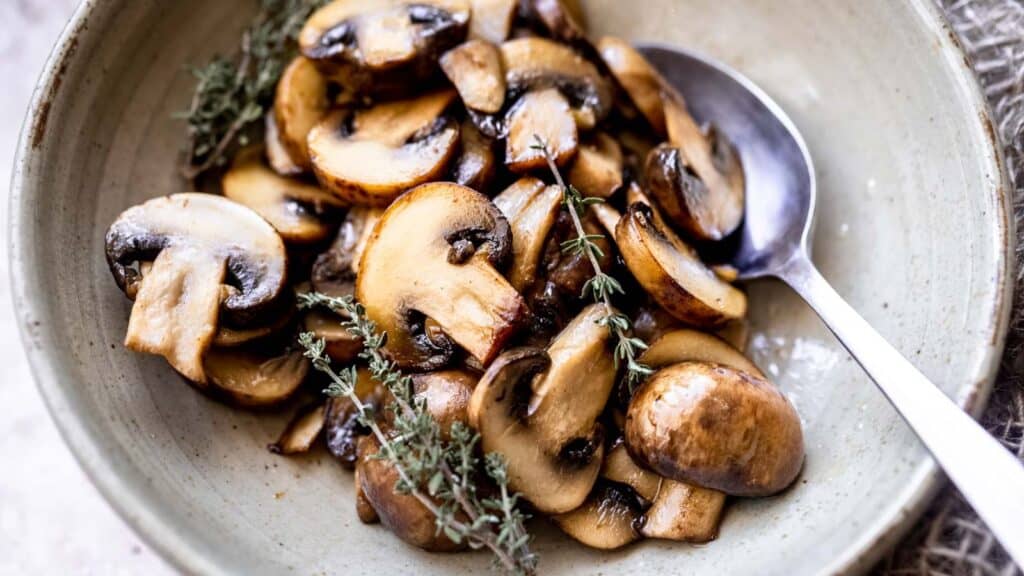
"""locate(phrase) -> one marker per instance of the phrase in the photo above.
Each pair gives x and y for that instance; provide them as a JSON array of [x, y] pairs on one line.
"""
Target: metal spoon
[[774, 242]]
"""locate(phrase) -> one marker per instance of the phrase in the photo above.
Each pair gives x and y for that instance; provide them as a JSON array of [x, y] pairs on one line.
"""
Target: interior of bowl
[[911, 228]]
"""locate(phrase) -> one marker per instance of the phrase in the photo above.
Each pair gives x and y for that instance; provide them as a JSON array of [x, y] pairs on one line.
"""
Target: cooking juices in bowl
[[475, 230]]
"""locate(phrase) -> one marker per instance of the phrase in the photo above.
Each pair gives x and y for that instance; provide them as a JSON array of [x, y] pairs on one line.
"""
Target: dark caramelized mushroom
[[716, 426], [383, 47], [371, 157], [433, 255], [538, 64], [198, 244], [547, 430]]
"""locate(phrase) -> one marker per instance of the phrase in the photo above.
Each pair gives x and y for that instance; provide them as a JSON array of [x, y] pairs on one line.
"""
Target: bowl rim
[[127, 498]]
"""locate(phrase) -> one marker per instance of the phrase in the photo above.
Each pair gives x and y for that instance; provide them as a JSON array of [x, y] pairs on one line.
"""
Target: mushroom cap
[[540, 409], [226, 231], [300, 101], [383, 46], [296, 209], [673, 274], [537, 64], [370, 157], [433, 255], [718, 427]]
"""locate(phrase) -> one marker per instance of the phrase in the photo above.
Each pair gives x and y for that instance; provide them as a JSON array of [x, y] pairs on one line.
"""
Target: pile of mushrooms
[[399, 167]]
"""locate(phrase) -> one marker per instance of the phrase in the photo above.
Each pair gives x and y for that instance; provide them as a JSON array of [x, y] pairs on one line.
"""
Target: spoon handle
[[989, 477]]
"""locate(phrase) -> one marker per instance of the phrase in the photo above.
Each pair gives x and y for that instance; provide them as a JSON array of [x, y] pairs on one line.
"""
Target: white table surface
[[52, 521]]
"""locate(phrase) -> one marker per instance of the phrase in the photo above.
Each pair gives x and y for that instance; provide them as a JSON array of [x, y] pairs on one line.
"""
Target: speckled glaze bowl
[[913, 230]]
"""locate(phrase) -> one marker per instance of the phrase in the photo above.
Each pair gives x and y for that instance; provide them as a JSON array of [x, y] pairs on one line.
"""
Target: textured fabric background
[[950, 540]]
···
## [Job]
Rewrite everything from the start of the lines down through the line containing "[[774, 242]]", substituting "serving spoon" for "metal spoon" and keeping all else unchanged. Leave the pictures out of your answer.

## [Written solution]
"""locate(phrase) -> one marker per instance of the phrase in the photo above.
Each pair gives x and y for that instance; provide them as a JSON array of [x, y] pairs on one line.
"""
Target: serving spoon
[[774, 242]]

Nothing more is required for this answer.